Exercise task: Rewrite every line of the records below as one numbered list, skipping any blank lines. Leave the pictures out of your answer.

Stored dataset records:
>> Start
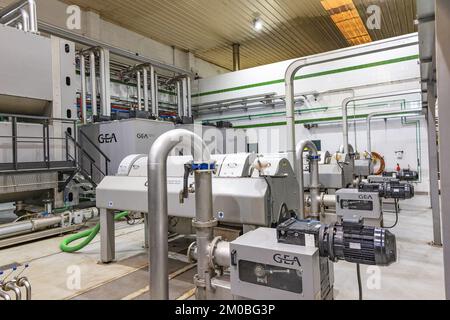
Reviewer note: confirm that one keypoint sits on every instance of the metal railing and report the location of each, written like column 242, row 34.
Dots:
column 44, row 141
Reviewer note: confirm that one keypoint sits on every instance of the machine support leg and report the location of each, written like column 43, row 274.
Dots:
column 443, row 74
column 433, row 159
column 107, row 236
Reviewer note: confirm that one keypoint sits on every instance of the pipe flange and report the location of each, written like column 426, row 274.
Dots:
column 211, row 251
column 190, row 251
column 204, row 225
column 199, row 283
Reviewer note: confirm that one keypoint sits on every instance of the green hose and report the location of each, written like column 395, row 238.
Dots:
column 88, row 234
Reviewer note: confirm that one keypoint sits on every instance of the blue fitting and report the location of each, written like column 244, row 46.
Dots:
column 203, row 166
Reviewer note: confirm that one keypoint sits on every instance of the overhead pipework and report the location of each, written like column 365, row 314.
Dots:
column 101, row 56
column 21, row 15
column 158, row 206
column 347, row 102
column 290, row 74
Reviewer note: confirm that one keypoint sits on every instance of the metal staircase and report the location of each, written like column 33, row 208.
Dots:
column 85, row 168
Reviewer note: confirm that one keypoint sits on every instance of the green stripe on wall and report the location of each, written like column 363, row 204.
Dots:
column 312, row 75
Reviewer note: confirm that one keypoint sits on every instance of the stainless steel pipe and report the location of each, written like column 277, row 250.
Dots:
column 314, row 179
column 204, row 232
column 83, row 88
column 398, row 113
column 11, row 286
column 154, row 91
column 157, row 203
column 12, row 11
column 145, row 88
column 4, row 296
column 93, row 75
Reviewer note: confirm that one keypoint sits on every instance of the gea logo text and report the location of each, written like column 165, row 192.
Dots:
column 107, row 138
column 286, row 260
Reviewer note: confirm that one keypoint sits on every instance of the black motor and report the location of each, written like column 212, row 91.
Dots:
column 350, row 241
column 389, row 190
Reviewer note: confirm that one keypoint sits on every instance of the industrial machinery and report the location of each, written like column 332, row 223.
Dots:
column 264, row 190
column 295, row 261
column 37, row 111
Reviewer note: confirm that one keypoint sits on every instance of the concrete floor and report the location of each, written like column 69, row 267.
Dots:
column 418, row 274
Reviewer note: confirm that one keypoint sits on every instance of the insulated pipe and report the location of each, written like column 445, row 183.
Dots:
column 19, row 228
column 180, row 99
column 145, row 84
column 5, row 296
column 93, row 73
column 291, row 71
column 189, row 96
column 185, row 97
column 83, row 88
column 104, row 77
column 10, row 13
column 314, row 179
column 139, row 88
column 236, row 57
column 347, row 101
column 25, row 20
column 381, row 113
column 154, row 91
column 23, row 282
column 157, row 203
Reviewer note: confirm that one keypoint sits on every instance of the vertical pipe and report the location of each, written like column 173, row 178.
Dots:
column 93, row 73
column 157, row 203
column 145, row 84
column 434, row 167
column 236, row 57
column 204, row 236
column 138, row 90
column 104, row 107
column 83, row 88
column 154, row 91
column 25, row 20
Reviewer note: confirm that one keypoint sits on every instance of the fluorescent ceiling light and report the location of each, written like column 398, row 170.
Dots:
column 346, row 17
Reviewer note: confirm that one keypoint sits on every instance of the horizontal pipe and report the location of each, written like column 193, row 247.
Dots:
column 80, row 39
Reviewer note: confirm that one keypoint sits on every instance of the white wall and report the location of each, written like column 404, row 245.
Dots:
column 54, row 12
column 390, row 70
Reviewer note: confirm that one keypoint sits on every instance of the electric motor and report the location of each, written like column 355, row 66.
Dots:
column 389, row 190
column 350, row 240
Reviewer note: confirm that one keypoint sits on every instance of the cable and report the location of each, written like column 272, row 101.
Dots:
column 358, row 272
column 88, row 234
column 379, row 158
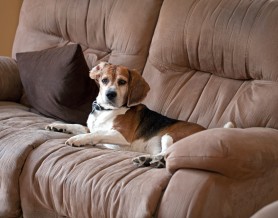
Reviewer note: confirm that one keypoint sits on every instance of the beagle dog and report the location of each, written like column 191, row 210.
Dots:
column 119, row 121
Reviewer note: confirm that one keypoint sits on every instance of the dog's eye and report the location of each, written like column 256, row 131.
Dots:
column 121, row 82
column 105, row 81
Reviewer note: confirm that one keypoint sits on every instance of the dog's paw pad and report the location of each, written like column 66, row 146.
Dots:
column 74, row 142
column 57, row 128
column 142, row 161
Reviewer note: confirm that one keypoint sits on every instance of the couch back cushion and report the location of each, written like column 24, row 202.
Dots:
column 214, row 61
column 116, row 31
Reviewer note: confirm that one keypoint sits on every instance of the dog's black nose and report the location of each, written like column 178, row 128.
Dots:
column 111, row 95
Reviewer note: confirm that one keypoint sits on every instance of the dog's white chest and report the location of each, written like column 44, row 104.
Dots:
column 103, row 119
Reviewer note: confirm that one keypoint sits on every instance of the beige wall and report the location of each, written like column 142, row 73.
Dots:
column 9, row 13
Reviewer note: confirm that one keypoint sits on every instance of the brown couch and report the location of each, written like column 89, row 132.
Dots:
column 206, row 61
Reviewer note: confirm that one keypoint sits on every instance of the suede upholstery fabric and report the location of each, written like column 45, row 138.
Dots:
column 207, row 61
column 102, row 28
column 57, row 84
column 10, row 84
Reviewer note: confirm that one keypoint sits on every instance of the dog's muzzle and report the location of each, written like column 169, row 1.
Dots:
column 111, row 95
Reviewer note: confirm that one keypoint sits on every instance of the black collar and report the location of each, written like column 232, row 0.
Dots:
column 98, row 107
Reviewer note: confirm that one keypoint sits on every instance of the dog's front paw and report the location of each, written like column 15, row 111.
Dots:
column 158, row 161
column 75, row 141
column 57, row 127
column 142, row 161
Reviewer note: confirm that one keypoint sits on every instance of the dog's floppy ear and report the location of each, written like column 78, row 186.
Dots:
column 95, row 73
column 137, row 90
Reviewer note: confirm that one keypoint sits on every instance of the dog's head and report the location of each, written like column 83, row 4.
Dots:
column 118, row 85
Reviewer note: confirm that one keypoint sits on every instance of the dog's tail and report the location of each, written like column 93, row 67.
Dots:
column 230, row 124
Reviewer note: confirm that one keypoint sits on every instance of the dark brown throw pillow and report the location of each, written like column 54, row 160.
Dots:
column 57, row 84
>> End
Result for this task:
1. Reviewer note: confirm that one keypoint sits on every instance of the metal railing and report the location of each, written like column 242, row 34.
2. Dots:
3. column 44, row 141
4. Reviewer note: confirm that one keypoint sits on every instance of the machine support leg and report the location of each, written like column 43, row 274.
5. Dots:
6. column 443, row 74
7. column 433, row 159
8. column 107, row 236
9. Reviewer note: confirm that one keypoint sits on every instance of the pipe flange and report the location of each, written like column 426, row 274.
10. Dots:
11. column 211, row 251
12. column 190, row 251
13. column 204, row 225
14. column 199, row 283
15. Reviewer note: confirm that one keypoint sits on every instance of the green hose and report the location of each, written like column 395, row 238.
16. Dots:
17. column 88, row 234
18. Reviewer note: confirm that one keypoint sits on every instance of the blue fitting and report the location of each, written like column 244, row 46.
19. Dots:
20. column 203, row 166
21. Reviewer note: confirm that one keypoint sits on every instance of the overhead pipework and report the location of each, written like column 365, row 314.
22. Dots:
23. column 101, row 56
24. column 21, row 15
25. column 158, row 206
26. column 347, row 102
27. column 290, row 74
28. Reviewer note: confirm that one keypoint sits on every instance of the metal staircase and report the location of each, written like column 33, row 208.
29. Dots:
30. column 85, row 168
31. Reviewer note: confirm that one keypoint sits on every instance of the green stripe on wall and report the location of each, written like column 363, row 204.
32. Dots:
33. column 312, row 75
34. Reviewer note: confirm that one keypoint sits on every instance of the stainless steel pipe and report the location of each, written like column 277, row 250.
35. Dots:
36. column 314, row 179
37. column 204, row 232
38. column 83, row 88
39. column 398, row 113
40. column 11, row 286
41. column 154, row 91
42. column 157, row 203
43. column 12, row 11
44. column 145, row 88
45. column 4, row 296
46. column 93, row 75
47. Reviewer note: confirm that one keypoint sits on every instance of the gea logo text and report the location of each, written like column 165, row 192.
48. Dots:
49. column 107, row 138
50. column 286, row 260
51. Reviewer note: confirm that one keypoint sits on every instance of the black motor and report the location of each, written like column 212, row 91.
52. Dots:
53. column 350, row 241
54. column 389, row 190
55. Reviewer note: confirm that one keypoint sits on every instance of the industrial machinery and report the location of each, written like column 332, row 223.
56. Dots:
57. column 264, row 190
58. column 295, row 261
59. column 37, row 111
60. Reviewer note: confirm that one keypoint sits on every instance of the concrete floor and report the location of each, written like column 69, row 267.
61. Dots:
62. column 418, row 274
63. Reviewer note: confirm that one keypoint sits on every instance of the insulated pipe and report the location of each, written like column 445, row 183.
64. Dots:
65. column 19, row 228
66. column 180, row 99
67. column 145, row 84
68. column 5, row 296
69. column 93, row 73
70. column 291, row 71
71. column 189, row 96
72. column 185, row 97
73. column 83, row 88
74. column 104, row 77
75. column 10, row 13
76. column 314, row 179
77. column 139, row 88
78. column 236, row 57
79. column 347, row 101
80. column 25, row 20
81. column 381, row 113
82. column 154, row 91
83. column 23, row 282
84. column 157, row 203
85. Reviewer note: confirm that one keypoint sits on every instance of the vertical pipe and report the location of each, written like column 173, row 178.
86. Dots:
87. column 93, row 73
88. column 157, row 203
89. column 145, row 84
90. column 434, row 167
91. column 236, row 57
92. column 204, row 236
93. column 138, row 90
94. column 104, row 107
95. column 83, row 88
96. column 154, row 91
97. column 25, row 20
98. Reviewer note: confirm that one keypoint sits on every instance of the fluorescent ceiling light and report the location of each, written like column 398, row 170.
99. Dots:
100. column 346, row 17
101. Reviewer note: confirm that one keypoint sits on every instance of the horizontal pipe and report the location of each, written like column 193, row 247.
102. Dots:
103. column 80, row 39
104. Reviewer note: confirm that one keypoint sits on every instance of the white wall and report the location of each, written like column 404, row 245.
105. Dots:
106. column 54, row 12
107. column 390, row 70
108. Reviewer note: confirm that one keypoint sits on every instance of the electric motor and report the location of each, written like column 355, row 66.
109. Dots:
110. column 389, row 190
111. column 350, row 240
112. Reviewer note: confirm that one keypoint sits on every instance of the cable and report the location of each, written like column 272, row 101.
113. Dots:
114. column 358, row 272
115. column 88, row 234
116. column 379, row 158
117. Reviewer note: confirm that one keypoint sits on every instance of the beagle dog and report the location of each, written like column 191, row 210.
118. Dots:
119. column 119, row 121
120. Reviewer note: confirm that one keypoint sits on every instance of the dog's eye and report the location of each, written like column 256, row 131.
121. Dots:
122. column 121, row 82
123. column 105, row 81
124. Reviewer note: confirm that one keypoint sits on every instance of the dog's paw pad and report the location of each, written like column 66, row 146.
125. Dots:
126. column 74, row 142
127. column 57, row 128
128. column 142, row 161
129. Reviewer note: confirm that one keypoint sits on every instance of the couch back cushion and report the location of each, written like column 24, row 202.
130. Dots:
131. column 214, row 61
132. column 116, row 31
133. Reviewer note: confirm that one keypoint sits on every instance of the dog's black nose and report the location of each, written like column 178, row 128.
134. Dots:
135. column 111, row 95
136. Reviewer note: confirm that one keypoint sits on every instance of the dog's white chest and report the location of each, written like column 44, row 104.
137. Dots:
138. column 103, row 119
139. Reviewer note: confirm that one keypoint sits on every instance of the beige wall and report the location of each, written like column 142, row 73.
140. Dots:
141. column 9, row 13
142. Reviewer note: confirm that one keypoint sits on every instance of the brown couch and report the location of each, written like column 89, row 132.
143. Dots:
144. column 206, row 61
145. Reviewer note: confirm that one keypoint sits on every instance of the suede upholstery fabric and report the location of each, written like column 45, row 138.
146. Dots:
147. column 207, row 61
148. column 102, row 28
149. column 57, row 84
150. column 10, row 84
151. Reviewer note: confirm that one keypoint sits on every instance of the dog's muzzle and report the location of each, written like column 169, row 1.
152. Dots:
153. column 111, row 95
154. Reviewer note: confirm that one keypoint sits on every instance of the black collar and report the location of each, written like column 232, row 0.
155. Dots:
156. column 98, row 107
157. Reviewer note: confirm that one keypoint sits on every instance of the dog's front paw and report the location of each, written like column 15, row 111.
158. Dots:
159. column 158, row 161
160. column 75, row 141
161. column 57, row 127
162. column 142, row 161
163. Reviewer note: confirm that one keypoint sits on every instance of the dog's floppy ear and report the location of each, written like column 78, row 186.
164. Dots:
165. column 95, row 73
166. column 137, row 90
167. Reviewer note: confirm that one keypoint sits on every instance of the dog's head and report the location of each, written like column 83, row 4.
168. Dots:
169. column 118, row 85
170. Reviewer note: confirm that one keypoint sits on every instance of the dog's tail and report the location of each, written like column 93, row 67.
171. Dots:
172. column 230, row 124
173. Reviewer note: confirm that one keypoint sits on every instance of the dark brown throw pillow and report the location of each, written like column 54, row 160.
174. Dots:
175. column 57, row 84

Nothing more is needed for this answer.